▸ What the task requires: Quote every item below word for word, keeping each line as it stands.

▸ Material for this exercise:
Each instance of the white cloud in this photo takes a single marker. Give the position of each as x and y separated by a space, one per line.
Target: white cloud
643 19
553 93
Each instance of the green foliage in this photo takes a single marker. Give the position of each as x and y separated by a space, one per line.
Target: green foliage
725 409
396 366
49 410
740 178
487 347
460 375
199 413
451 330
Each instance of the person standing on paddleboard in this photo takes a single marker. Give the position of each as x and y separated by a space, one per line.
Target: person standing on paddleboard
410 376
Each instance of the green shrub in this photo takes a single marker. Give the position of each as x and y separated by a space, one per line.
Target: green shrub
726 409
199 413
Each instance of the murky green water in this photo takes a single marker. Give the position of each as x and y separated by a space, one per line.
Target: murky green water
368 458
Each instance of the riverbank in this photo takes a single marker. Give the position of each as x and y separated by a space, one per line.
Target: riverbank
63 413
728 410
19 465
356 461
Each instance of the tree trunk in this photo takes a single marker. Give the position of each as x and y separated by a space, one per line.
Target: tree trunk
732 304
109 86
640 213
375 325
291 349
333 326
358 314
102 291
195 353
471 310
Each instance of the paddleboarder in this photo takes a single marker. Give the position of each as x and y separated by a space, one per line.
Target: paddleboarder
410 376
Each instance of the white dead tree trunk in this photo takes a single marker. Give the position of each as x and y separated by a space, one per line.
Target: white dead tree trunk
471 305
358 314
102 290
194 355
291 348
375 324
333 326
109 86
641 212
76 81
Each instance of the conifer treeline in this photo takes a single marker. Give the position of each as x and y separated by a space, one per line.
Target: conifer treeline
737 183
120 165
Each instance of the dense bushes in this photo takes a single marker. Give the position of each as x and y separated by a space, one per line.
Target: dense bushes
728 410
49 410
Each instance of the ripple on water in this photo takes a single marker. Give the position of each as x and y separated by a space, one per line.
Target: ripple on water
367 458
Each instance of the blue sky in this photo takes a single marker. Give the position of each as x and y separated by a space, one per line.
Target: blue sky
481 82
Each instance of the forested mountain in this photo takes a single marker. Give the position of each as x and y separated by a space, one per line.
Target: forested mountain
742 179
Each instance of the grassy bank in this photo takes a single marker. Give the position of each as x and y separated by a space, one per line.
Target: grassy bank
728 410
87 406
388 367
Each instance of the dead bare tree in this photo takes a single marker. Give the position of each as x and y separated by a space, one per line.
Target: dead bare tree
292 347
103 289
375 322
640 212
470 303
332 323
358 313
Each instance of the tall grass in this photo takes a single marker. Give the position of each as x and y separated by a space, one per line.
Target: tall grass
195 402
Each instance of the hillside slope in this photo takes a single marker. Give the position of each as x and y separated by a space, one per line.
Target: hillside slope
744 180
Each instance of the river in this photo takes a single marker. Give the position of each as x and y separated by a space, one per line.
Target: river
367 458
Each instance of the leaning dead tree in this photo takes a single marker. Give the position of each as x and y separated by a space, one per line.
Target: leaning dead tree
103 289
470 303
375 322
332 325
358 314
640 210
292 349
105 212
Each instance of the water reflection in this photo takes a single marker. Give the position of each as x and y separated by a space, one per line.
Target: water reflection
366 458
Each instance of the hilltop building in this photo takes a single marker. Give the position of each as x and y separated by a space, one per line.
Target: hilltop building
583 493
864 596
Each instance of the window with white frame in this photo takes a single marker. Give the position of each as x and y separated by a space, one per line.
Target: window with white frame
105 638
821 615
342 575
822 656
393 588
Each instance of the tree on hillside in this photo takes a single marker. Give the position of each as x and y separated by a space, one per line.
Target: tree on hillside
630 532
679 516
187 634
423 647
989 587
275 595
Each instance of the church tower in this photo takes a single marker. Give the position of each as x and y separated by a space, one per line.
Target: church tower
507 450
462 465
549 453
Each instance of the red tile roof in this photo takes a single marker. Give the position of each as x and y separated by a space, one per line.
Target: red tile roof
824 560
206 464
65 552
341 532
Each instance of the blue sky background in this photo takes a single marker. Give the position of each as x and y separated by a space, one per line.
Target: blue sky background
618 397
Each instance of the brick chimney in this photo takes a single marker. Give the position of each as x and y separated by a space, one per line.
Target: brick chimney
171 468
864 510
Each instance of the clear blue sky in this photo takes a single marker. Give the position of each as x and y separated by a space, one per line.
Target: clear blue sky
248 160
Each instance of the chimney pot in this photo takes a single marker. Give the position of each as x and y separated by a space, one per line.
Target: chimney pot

▸ Result for this task:
Each instance of the white cloud in this photo takes a single marker. Give the position of each as x and y separated by a space, one per line.
Target: white cloud
643 19
553 93
Each instance of the green foliage in this photo takes a single marker. Give the position of each as x and y separated by a space, one per line.
Target: green foliage
725 409
396 366
49 410
740 178
487 347
460 375
199 413
451 330
Each instance of the person standing on paddleboard in this photo takes a single marker. Give the position of each as x and y separated by a space, one per line.
Target: person standing on paddleboard
410 376
Each instance of the green shrub in this photo takes a single marker. Give the position of each as x and y separated by a space, one per line.
Target: green shrub
726 409
199 413
Each instance of the murky green water in this photo takes a single marker. Give the position of each as x and y separated by a space, one per line.
Target: murky green water
368 458
Each instance of the riverbank in this photo takes a single marker. Give the position of each as x and y separated by a space, one per line.
Target: riverbank
63 413
728 410
19 465
356 461
Each instance of the tree trunk in this photo takes a single marker. Give the position of each as x and y separated by a space, one per line.
Target: tree trunk
732 304
109 86
640 213
375 325
291 349
333 326
358 314
102 291
195 353
471 310
Each instance of the paddleboarder in this photo takes a single marker. Give the position of each as x and y separated by a space, one per line.
Target: paddleboarder
410 376
Each instance of the white dead tree trunk in this photo takes a single marker. Give the position of each as x and y separated by a space, one per line.
Target: white dead tree trunk
471 305
358 314
102 290
194 355
291 348
375 324
333 326
109 86
641 212
76 81
Each instance of the conifer treeline in this photo takes a single marker. Give the position of each as x and y separated by a space, one per line.
Target: conifer treeline
737 183
120 165
Each instance of the dense bushes in this photo takes a single marker. Give the position of each as x and y separated by a space, one per line.
Target: dense bushes
728 410
49 410
Each instance of the ripple on water in this photo takes a single marker. Give the position of each as x and y separated by a space, one per line.
Target: ripple on water
367 458
Each instance of the blue sky in this photo takes a single marker. Give the position of each as x and y separated by a space, one per line.
Target: blue sky
481 82
Each instance of the forested mountain in this photo takes a single marker. Give the position of each as x and y separated by a space, one per line.
Target: forested mountain
742 179
Each instance of the grassy bank in this photo takes a single marker. Give the position of each as x and y separated by a space, one per line.
Target: grassy bank
728 410
87 406
388 367
Each instance of the dead bare tree in this photo takes a single marker. Give the position of each as x and y separated by a space, one per line.
Target: dead bare tree
292 347
103 289
375 322
640 212
470 303
332 323
358 313
Each instance of the tall grass in this photo takes a single marker. Give the position of each as x and y separated by a space, one per line.
Target: tall grass
195 402
Each instance of the hillside slope in this photo takes a single marker. Give the position of each as x and y separated by a space, one per line.
Target: hillside slope
744 180
Each instance of the river in this photo takes a single marker. Give the position of each as x and y separated by a space, one per line.
Target: river
367 458
Each instance of the leaning dead tree in this photo takes a single marker. Give the position of each as x and y separated by a space, one per line.
Target: leaning dead tree
103 289
470 303
375 322
332 325
358 314
640 210
292 349
105 212
Each instance of the water reflection in this photo takes a single marker. Give the position of each as x and y separated by a space, one per line.
Target: water reflection
366 458
Each instance of the hilltop building in this photo takes a single marker. Give the position of each as x and y separated by a space, one per line.
Target: hilltop building
583 493
864 596
Each instance of the window with white frame in this photo takes a single marker. Give the position of each as x and y separated by a space, one per line.
Target: window with white frame
105 638
821 615
342 575
822 656
393 588
Each instance of the tree on hillside in this photo takes a single marker. Give the position of each as x and y separated by a space, one per line.
Target: tree on hillside
630 532
679 516
187 634
423 647
989 587
275 595
Each instance of the church tower in this photo takes a single marker. Give the position of each as x and y separated by a space, one per line.
Target: church tower
507 450
462 465
549 453
Each instance of the red tile roof in this photo takes a single marker. Give the position of each as x and y separated by a space, one per line.
Target: red tile roof
824 560
206 464
65 552
341 532
Each instance of the blue sky background in this photo takes a single marker. Give the position of each as x and y separated by a space, one per line.
Target: blue sky background
618 397
Each instance of the brick chimney in this photo takes a single marker. Give the position of each as x and y separated by a space, one per line.
Target: brick chimney
171 468
864 510
Each instance of the clear blue sky in this photo takes a single marker. Give the position of each as x and y separated by a space, one per line.
Target: clear blue sky
248 160
Each instance of the chimney pot in this photo takes a single marker. Give the position of each as x and y separated by a space, one per line.
Target: chimney pot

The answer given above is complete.